The evocative village of Civita di Bagnoregio, in Vierbo, is unfortunately marked by an inexorable destiny. The slow crumbling of the cliff on which it stands and the continuous erosion of the valley that surrounds it due to atmospheric agents, earthquakes and two streams, threaten the existence of the tiny village where, as the essayist Bonaventura Tecchi wrote: “tutto quel che è rimasto – un ciuffo di case e di mura in rovina, nere sul tufo, erette come sul vuoto – respira ormai l’atmosfera della fine”
(“All that remained – a clump of ruined houses and walls, black on the tuff, erected as if on a void – now breathes the atmosphere of the end”) 💀.
Civita di Bagnoregio, also known as “the dying city” 💀, is a place of unique beauty. Joined to the mainland only by a narrow pedestrian avenue of 300 meters, the town rises like an island in the middle of the badlands, offering visitors a scenario of unusual charm, almost surreal. To try to preserve it, an entrance ticket to the town has been introduced, the proceeds of which will be used for conservation work (€ 3 during the week, € 5 at the weekend). Etruscan and Roman evidence, medieval portals, and Renaissance friezes mark the ancient face door of Balneum Regis – from the legend that the spa in the area was used by the Lombard king Desiderius to treat a serious illness – which later became Bagnorea, and finally Bagnoregio.
Inside the semi-uninhabited village, you can breathe a quiet and relaxed atmosphere. Walking through its surviving streets you find yourself surrounded by the typical medieval houses with external stairways and flowered balconies, not infrequently occupied by artisan shops and by some beautiful noble palaces. The Romanesque bell tower of the church of San Donato in the square of the same name dominates what remains of the ancient town ⛪.
Let’s start discovering it!
When you reach the top, after crossing the bridge, you have time to catch your breath and you can already admire the beauty of the door of Santa Marias 🚪, or Porta della Cava, excavated in the tuff. This is the only possible access to the village. The door is adorned with two stone lions that claw two human heads, symbol of the victory of the people of Civita over the hated Monaldeschi, lords of Orvieto 🦁.
Small and silent, the Piazza di San Donato in Civita appears like a vision when you emerge from one of the alleys of the town. One would hardly expect to find such a large space in such a small country. The peculiarity of the square is the absence of the central flooring: instead, there is a mixture of red earth, which gives the square a truly medieval appearance. The Church of San Donato overlooks the square, built on the remains of a pagan temple. The medieval church has a Renaissance façade, which is flanked by the 12th century bell tower. In the base, there are incorporated two Etruscan sarcophagi in stone. The interior with three naves houses a wooden Crucifix from the 15th century considered miraculous (it is said that during the plague of 1499, the Crucifix spoke to a woman reassuring her about the imminent end of the pestilence), a fresco from the school of Perugino, reliquaries and sacred furnishings.

**Problem description**
Copy the Civita di Bagnoregio passage, everything from "Civita di Bagnoregio, also" down to "and finally Bagnoregio.", and replace "300 meters" with "three hundred meters". The rows have no connection to the Civita di Bagnoregio passage.

[Stored data entries]
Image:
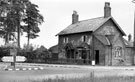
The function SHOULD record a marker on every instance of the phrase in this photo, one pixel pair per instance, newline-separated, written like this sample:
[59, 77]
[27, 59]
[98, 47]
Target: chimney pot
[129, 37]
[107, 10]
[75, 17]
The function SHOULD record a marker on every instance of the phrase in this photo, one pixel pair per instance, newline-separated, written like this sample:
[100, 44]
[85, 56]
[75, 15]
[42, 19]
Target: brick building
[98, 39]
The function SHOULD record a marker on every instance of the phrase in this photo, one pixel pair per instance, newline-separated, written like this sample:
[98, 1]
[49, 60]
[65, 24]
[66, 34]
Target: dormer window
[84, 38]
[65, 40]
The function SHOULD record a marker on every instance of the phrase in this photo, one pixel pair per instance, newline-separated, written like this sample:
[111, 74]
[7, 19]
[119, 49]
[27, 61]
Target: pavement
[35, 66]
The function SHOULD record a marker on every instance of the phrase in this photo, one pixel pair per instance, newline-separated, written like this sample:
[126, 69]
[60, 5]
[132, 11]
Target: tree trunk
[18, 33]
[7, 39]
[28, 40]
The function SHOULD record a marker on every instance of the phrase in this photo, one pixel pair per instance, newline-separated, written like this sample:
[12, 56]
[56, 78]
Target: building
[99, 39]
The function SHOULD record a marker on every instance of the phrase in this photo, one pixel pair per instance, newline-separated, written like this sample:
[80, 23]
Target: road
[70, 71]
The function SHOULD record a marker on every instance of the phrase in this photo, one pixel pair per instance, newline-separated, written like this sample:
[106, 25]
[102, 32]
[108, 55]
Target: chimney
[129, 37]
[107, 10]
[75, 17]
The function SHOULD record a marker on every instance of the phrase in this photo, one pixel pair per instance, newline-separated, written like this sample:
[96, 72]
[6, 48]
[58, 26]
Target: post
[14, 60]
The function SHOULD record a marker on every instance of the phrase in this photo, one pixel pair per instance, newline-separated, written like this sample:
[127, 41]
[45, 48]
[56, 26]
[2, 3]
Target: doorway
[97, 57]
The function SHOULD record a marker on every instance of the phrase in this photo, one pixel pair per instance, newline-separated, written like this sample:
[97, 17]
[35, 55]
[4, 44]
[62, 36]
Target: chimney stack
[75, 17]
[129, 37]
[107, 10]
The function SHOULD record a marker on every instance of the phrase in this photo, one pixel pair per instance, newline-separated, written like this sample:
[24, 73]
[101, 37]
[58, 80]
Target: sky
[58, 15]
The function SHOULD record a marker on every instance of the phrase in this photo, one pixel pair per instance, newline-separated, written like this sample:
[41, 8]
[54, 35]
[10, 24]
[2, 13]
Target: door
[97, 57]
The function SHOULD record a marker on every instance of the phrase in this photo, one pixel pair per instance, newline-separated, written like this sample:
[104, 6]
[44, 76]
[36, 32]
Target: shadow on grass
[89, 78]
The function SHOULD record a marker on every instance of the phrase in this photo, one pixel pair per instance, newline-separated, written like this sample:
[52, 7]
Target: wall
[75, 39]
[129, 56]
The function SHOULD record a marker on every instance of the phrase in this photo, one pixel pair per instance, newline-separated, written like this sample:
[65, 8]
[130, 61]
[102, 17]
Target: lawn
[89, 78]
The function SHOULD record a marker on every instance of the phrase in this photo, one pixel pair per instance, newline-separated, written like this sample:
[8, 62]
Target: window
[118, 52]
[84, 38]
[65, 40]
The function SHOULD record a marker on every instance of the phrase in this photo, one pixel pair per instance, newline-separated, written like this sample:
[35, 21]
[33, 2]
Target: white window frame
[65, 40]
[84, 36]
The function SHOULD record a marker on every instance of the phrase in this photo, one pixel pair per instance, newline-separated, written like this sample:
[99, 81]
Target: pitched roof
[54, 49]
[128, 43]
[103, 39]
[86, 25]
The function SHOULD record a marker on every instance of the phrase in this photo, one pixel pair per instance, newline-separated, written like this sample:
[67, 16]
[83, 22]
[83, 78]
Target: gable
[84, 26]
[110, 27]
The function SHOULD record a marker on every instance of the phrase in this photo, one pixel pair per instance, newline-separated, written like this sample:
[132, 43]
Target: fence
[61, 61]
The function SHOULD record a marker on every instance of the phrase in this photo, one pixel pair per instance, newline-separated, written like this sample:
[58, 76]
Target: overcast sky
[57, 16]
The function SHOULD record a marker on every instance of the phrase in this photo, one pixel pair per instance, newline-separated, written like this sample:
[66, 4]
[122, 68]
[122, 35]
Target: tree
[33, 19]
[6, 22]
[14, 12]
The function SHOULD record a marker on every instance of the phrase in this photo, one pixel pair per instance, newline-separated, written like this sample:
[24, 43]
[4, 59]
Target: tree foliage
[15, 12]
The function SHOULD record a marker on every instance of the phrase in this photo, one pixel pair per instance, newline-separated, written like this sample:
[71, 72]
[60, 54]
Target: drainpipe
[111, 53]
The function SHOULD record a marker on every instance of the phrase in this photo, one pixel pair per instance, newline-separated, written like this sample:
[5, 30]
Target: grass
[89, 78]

**Finished task**
Civita di Bagnoregio, also known as “the dying city” 💀, is a place of unique beauty. Joined to the mainland only by a narrow pedestrian avenue of three hundred meters, the town rises like an island in the middle of the badlands, offering visitors a scenario of unusual charm, almost surreal. To try to preserve it, an entrance ticket to the town has been introduced, the proceeds of which will be used for conservation work (€ 3 during the week, € 5 at the weekend). Etruscan and Roman evidence, medieval portals, and Renaissance friezes mark the ancient face door of Balneum Regis – from the legend that the spa in the area was used by the Lombard king Desiderius to treat a serious illness – which later became Bagnorea, and finally Bagnoregio.